▶ Texto para análise:
* * * *
Profissionais de comunicação falam das dificuldades para cobrir a área de saúde

Médicos sabatinam jornalistas

“No passado aceitei duas viagens de laboratório, mas porque não tinha noção do que isso significaria” (Fabiane Leite)
“Em revistas semanais, uma denúncia fortíssima sobre o governo não vende tanto quanto uma boa capa de saúde” (Cilene Pereira)

Legenda: Isac Jorge Filho (esq.) fala à mesa composta por jornalistas e conselheiros

A relação entre a mídia e Medicina foi tema de um dos painéis do Encontro dos Conselhos de Medicina do Sul e Sudeste realizado no auditório do Cremesp, de 3 a 5 de novembro. As jornalistas que cobrem a área de saúde, Cilene Pereira, da revista IstoÉ; Fabiane Leite, do jornal Folha de São Paulo; Izilda Alves, da rádio Jovem Pan, além da apresentadora do programa Saúde Feminina da Rede Mulher, Isabel Vasconcelos, integraram a mesa de discussão “Representantes dos diferentes setores da mídia”. As jornalistas destacaram as dificuldades que enfrentam para cobrir a área da saúde. As quatro ponderaram que os problemas não são a regra na relação com os médicos, mas que o encontro era uma oportunidade para discutí-los. Numa inversão de papéis, os conselheiros fizeram perguntas às jornalistas e interagiram de forma a expor também as dificuldades no trato com profissionais da comunicação. Veja a seguir um resumo desse painel do Encontro dos Conselhos do Sul e Sudeste, que reuniu conselheiros do Rio Grande do Sul, Santa Catarina, Paraná, Rio de Janeiro, Espírito Santo, Minas Gerais e São Paulo, além de representantes de mais 14 Estados e do Conselho Federal de Medicina.


Isabel Vasconcelos e Izilda Alves

 
Fabiane Leite e Cilene Pereira

Inserção da Medicina na imprensa

Izilda Alves: “A relação jornalistas e médicos está cada vez mais clara. Quando eu comecei, jornalista era sinônimo de analfabeto para a maioria dos médicos. Aos poucos essa relação foi melhorando.”

Cilene Pereira: “Estamos vivendo um momento especial de maior demanda por matérias de saúde. Em revistas semanais como a IstoÉ, uma denúncia fortíssima sobre o governo não vende tanto quanto uma boa capa de saúde.”
* * * *
▶ Tarefa A: Diga se cada afirmação concorda com o texto sobre mídia e Medicina. Responda sim ou não e cite as palavras do texto que decidem. (i) O encontro foi realizado no auditório do Cremesp. (ii) As jornalistas afirmaram que os problemas são a regra na relação com os médicos. (iii) Fabiane Leite trabalha na revista IstoÉ.
▶ Tarefa B: Traduza para o inglês esta frase do texto sobre mídia e Medicina: "Estamos vivendo um momento especial de maior demanda por matérias de saúde."

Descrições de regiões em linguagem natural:
* * * *
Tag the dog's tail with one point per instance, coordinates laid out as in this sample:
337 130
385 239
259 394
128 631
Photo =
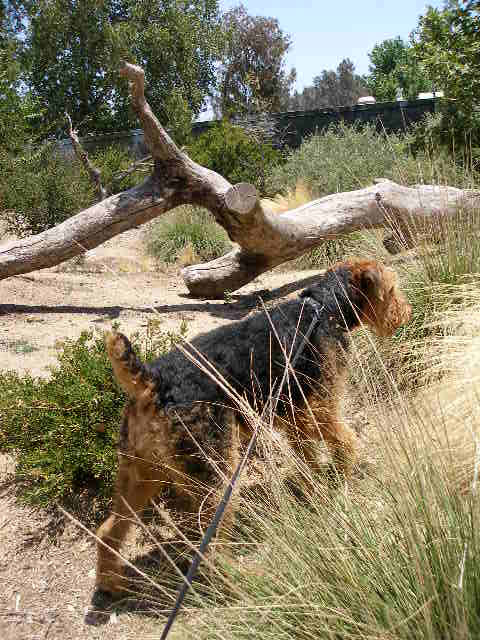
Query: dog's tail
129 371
* * * *
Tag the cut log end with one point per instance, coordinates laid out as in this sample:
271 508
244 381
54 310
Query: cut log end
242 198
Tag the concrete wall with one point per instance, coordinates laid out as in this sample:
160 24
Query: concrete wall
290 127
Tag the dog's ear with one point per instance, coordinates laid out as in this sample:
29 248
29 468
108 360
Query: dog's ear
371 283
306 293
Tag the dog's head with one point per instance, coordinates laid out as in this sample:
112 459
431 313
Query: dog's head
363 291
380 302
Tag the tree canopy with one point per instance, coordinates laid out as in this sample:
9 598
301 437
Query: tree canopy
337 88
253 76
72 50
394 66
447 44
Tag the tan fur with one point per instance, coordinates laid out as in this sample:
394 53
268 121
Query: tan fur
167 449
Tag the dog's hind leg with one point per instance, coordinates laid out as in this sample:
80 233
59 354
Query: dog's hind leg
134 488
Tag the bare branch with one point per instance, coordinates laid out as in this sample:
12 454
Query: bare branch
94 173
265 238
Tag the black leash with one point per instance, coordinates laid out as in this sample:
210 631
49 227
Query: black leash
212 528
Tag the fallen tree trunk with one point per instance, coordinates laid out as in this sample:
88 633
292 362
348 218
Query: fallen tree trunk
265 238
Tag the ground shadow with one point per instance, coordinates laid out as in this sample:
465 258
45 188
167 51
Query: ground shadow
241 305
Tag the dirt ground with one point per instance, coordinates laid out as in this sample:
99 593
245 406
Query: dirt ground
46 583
* * * *
▶ Resposta A:
(i) Sim: "realizado no auditório do Cremesp, de 3 a 5 de novembro".
(ii) Não: "As quatro ponderaram que os problemas não são a regra na relação com os médicos".
(iii) Não: "Fabiane Leite, do jornal Folha de São Paulo".

▶ Resposta B: We are living through a special moment of greater demand for health stories.